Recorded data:
_ _ _

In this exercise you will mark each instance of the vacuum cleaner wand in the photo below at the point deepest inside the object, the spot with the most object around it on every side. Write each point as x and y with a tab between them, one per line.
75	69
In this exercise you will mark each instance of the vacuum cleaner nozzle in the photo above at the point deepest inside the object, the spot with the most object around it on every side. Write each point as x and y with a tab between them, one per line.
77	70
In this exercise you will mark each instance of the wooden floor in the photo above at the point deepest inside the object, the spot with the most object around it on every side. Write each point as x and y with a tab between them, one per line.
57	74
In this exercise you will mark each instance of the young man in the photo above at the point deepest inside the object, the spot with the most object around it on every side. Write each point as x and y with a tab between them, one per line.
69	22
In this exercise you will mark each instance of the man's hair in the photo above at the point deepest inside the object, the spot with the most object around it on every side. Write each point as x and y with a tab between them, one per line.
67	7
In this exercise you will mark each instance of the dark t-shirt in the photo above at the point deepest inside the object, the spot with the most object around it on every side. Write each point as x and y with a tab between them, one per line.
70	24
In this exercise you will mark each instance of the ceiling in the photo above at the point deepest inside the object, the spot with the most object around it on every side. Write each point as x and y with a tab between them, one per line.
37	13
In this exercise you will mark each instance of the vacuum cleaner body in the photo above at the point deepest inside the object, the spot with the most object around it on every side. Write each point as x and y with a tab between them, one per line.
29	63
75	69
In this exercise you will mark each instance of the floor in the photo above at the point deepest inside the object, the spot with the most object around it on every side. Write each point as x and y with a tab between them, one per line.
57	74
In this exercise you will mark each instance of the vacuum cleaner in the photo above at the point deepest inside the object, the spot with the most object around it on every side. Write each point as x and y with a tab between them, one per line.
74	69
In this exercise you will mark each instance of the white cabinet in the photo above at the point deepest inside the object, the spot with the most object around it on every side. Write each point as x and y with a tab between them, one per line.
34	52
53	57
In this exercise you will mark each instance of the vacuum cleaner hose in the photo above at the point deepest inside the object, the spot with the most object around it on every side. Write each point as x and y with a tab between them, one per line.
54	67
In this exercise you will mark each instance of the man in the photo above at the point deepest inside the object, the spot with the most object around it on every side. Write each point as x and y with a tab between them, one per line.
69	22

_ _ _

EXERCISE AIM: Please write out all of the items again, swapping "deepest inside" for "farthest inside" and leaving everything else unchanged.

RESPONSE:
In this exercise you will mark each instance of the vacuum cleaner wand in the photo below at the point farthest inside the object, the spot with the most object around it on every side. Write each point as x and y with a tab between them, one per line.
75	69
In this exercise you will mark each instance of the vacuum cleaner nozzle in the photo above at the point farthest inside the object, the spot with the most object around it on every side. Write each point as x and y with a tab between them, one per line.
77	70
In this exercise you will mark each instance of the wooden floor in the photo above at the point farthest inside the object, the spot with the most object around it on every side. Write each point as x and y with a tab between them, one per line.
57	74
In this exercise you will mark each instance of the young man in the photo above at the point farthest inside the object, the spot with the most object around it on every side. Write each point as x and y with a tab between them, one per line.
69	22
In this exercise you will mark each instance of the man's hair in the photo above at the point farthest inside the object, the spot with the most object around it on every side. Write each point as x and y with a tab between them, one per line.
67	7
In this exercise you will mark each instance of the dark t-shirt in the photo above at the point farthest inside the object, the spot with the most object around it on every side. Write each point as x and y with a tab between them, one per line.
70	24
In this exercise you will mark each instance of the ceiling in the photo above at the point farthest inside the object, the spot with the most object around it on every side. Write each point as x and y with a tab between them, one per line.
37	13
In this exercise you will mark each instance of the vacuum cleaner body in the photo above at the point farthest inside the object, the spot with the most object around it on every side. Write each point as x and y with a tab between them, one per line.
29	63
75	69
In this exercise you will mark each instance of the floor in the photo above at the point farthest inside the object, the spot with the most object around it on every side. Write each point as x and y with a tab between them, one per line.
57	74
In this exercise you will mark each instance of the vacuum cleaner in the photo above at the point farthest inside the object, the spot with the most object around it on every side. Write each point as x and y with a tab between them, one per line.
74	69
In this exercise you will mark each instance of the white cabinet in the photo above at the point farthest inside the object, the spot with the most object around it on every side. Write each point as x and y with a tab between them, one per line.
34	52
53	57
In this exercise you will mark each instance of the vacuum cleaner hose in the photo above at the point farthest inside the object, the spot with the most object around it on every side. Write each point as x and y with a tab between them, one per line.
54	67
In this exercise you will mark each instance of the man in the photo above at the point farthest inside the object, the spot with the most object around it on every side. Write each point as x and y with a tab between them, one per line.
69	22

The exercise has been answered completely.